▶ _Schriftelijke opdracht 1_:
Beantwoord de volgende vragen over de uitspraak over de ondertoezichtstelling:
(a) Voor welke duur werd de ondertoezichtstelling in de beschikking van 27 september 2024 uitgesproken?
(b) Tot welke datum loopt de huidige ondertoezichtstelling?
(c) Voor wie moet de GI een tolk aanvragen voor de volgende zitting?
▶ _Schriftelijke opdracht 2_: Geef uit de uitspraak over de ondertoezichtstelling woordelijk het gedeelte terug dat loopt van "In de beschikking" tot en met "van een jaar.".
▶ _Schriftelijke opdracht 3_: Schrijf een vervolg op de uitspraak over de ondertoezichtstelling, te beginnen direct na de laatste zin.

▶ _Tekstfragment_:
──────────
In de beschikking van 27 september 2024 is overwogen dat [minderjarige] een onrustige en onveilige opvoedsituatie kent. [minderjarige] is belast met de relatieproblematiek van de ouders en de spanningen tussen de vader en de ex-partner van de moeder. Het is daarom noodzakelijk (geweest) dat een jeugdbeschermer betrokken raakt om de benodigde hulpverlening voor de ouders en [minderjarige] in te zetten. [minderjarige] is daarom onder toezicht gesteld voor de duur van een jaar.
6.2.
Uit de overgelegde stukken en hetgeen door de GI ter zitting naar voren is gebracht blijkt onvoldoende wat er het afgelopen jaar in het kader van de ondertoezichtstelling is bewerkstelligd, maar ook ontbreekt informatie over hoe het nu gaat met [minderjarige] in de thuissituatie bij de moeder en wat de doelen zouden zijn bij een verlenging van de ondertoezichtstelling. Daarnaast stelt de moeder dat het goed gaat met [minderjarige] en dat zij afspraken kan maken met de vader, terwijl de vader zich op dit moment grote zorgen maakt over [minderjarige] , haar thuissituatie en zijn contact met de moeder. Daaruit blijkt voldoende dat de ouders van mening verschillen over de feitelijke situatie.
6.3.
Op grond van het vorenstaande stelt de kinderrechter vast dat enerzijds veel relevante en actuele informatie ontbreekt, maar dat anderzijds ook ter zitting is gebleken dat de ouders niet op een lijn lijken te zitten. De kinderrechter wenst nader geïnformeerd te worden over de (thuis)situatie van en zorgen over zowel [minderjarige] als de beide ouders en de (behaalde) doelen van de ondertoezichtstelling om te kunnen beoordelen of een verlenging van de ondertoezichtstelling voor de duur van jaar noodzakelijk is. De huidige ondertoezichtstelling loopt tot 27 september 2025. De kinderrechter ziet in haar zittingsrooster geen ruimte om het verzoek vóór het einde van de ondertoezichtstelling opnieuw te behandelen. De kinderrechter is gelet daarop en gelet op de zorgen van de GI in combinatie met de uiteenlopende stellingen van de ouders van oordeel dat een korte verlenging van de ondertoezichtstelling, te weten voor de duur van drie maanden, voor nu noodzakelijk is. Op basis van de beschikbare informatie concludeert de kinderrechter dat vooralsnog aan de gronden voor een verlenging van deze maatregel lijkt te zijn voldaan. Het resterende deel van het verzoek wordt aangehouden tot de hierna vermelde zittingsdatum en tijdstip. De kinderrechter verzoekt de GI al de ontbrekende informatie aan de kinderrechter, de belanghebbenden en mr. Krol te doen toekomen. De kinderrechter verzoekt de GI eveneens om een tolk voor de vader aan te vragen voor de hierna vermelde zitting.
──────────
▶ _Bronmateriaal_:

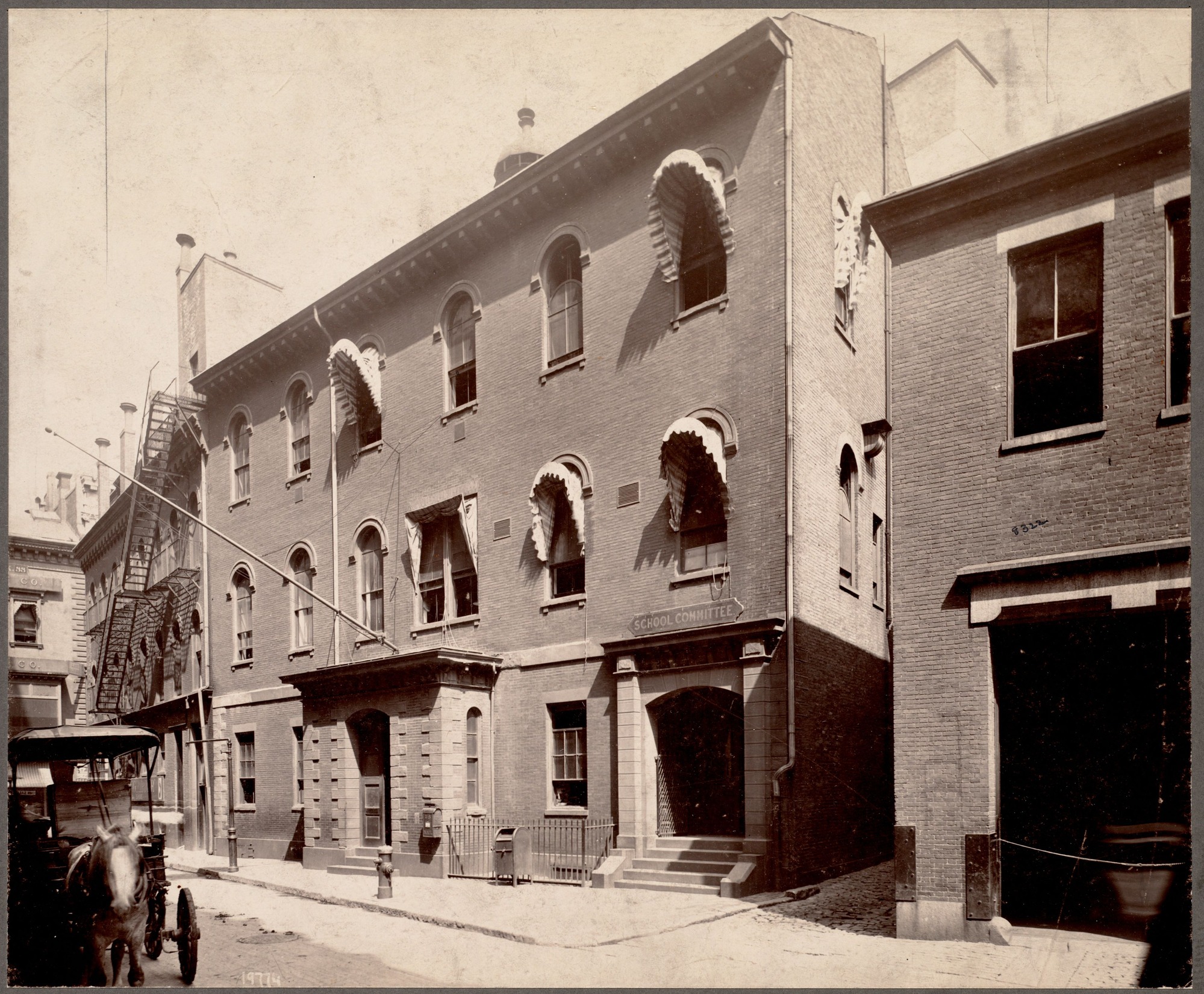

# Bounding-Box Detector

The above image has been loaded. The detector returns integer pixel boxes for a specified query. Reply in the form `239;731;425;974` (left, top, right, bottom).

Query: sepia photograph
──────────
▶ _Antwoord 1_:
(a) Voor de duur van een jaar.
(b) Tot 27 september 2025.
(c) Voor de vader.

▶ _Antwoord 2_:
In de beschikking van 27 september 2024 is overwogen dat [minderjarige] een onrustige en onveilige opvoedsituatie kent. [minderjarige] is belast met de relatieproblematiek van de ouders en de spanningen tussen de vader en de ex-partner van de moeder. Het is daarom noodzakelijk (geweest) dat een jeugdbeschermer betrokken raakt om de benodigde hulpverlening voor de ouders en [minderjarige] in te zetten. [minderjarige] is daarom onder toezicht gesteld voor de duur van een jaar.

▶ _Antwoord 3_:
6.4.
De kinderrechter zal de beslissing uitvoerbaar bij voorraad verklaren, zoals is verzocht. Dat wil zeggen dat de beslissing direct geldt, ook als iemand in hoger beroep gaat.

7.De beslissing

De kinderrechter:
7.1.
verlengt de ondertoezichtstelling van [minderjarige] tot 27 december 2025;
7.2.
verklaart deze beschikking uitvoerbaar bij voorraad;
en alvorens verder te beslissen:
7.3.
houdt de behandeling van het verzoek voor het overige aan en roept de GI, de moeder en haar advocaat en de vader op te verschijnen tijdens de zitting van mr. A. Verweij, van de rechtbank Rotterdam,
op 15 december 2025 om 14:45 uur, in het gerechtsgebouw aanhet Wilhelminaplein 100/125 te Rotterdamteneinde nader op het verzoek te worden gehoord;
7.4.
bepaalt dat deze beschikking geldt als oproep voor de zitting;
verzoekt de GI
uiterlijk twee wekenvoor de genoemde datum de kinderrechter, met afschrift aan de belanghebbenden en de advocaat van de moeder, de verzochte informatie te doen toekomen en voor voornoemde zitting een tolk voor de vader aan te vragen.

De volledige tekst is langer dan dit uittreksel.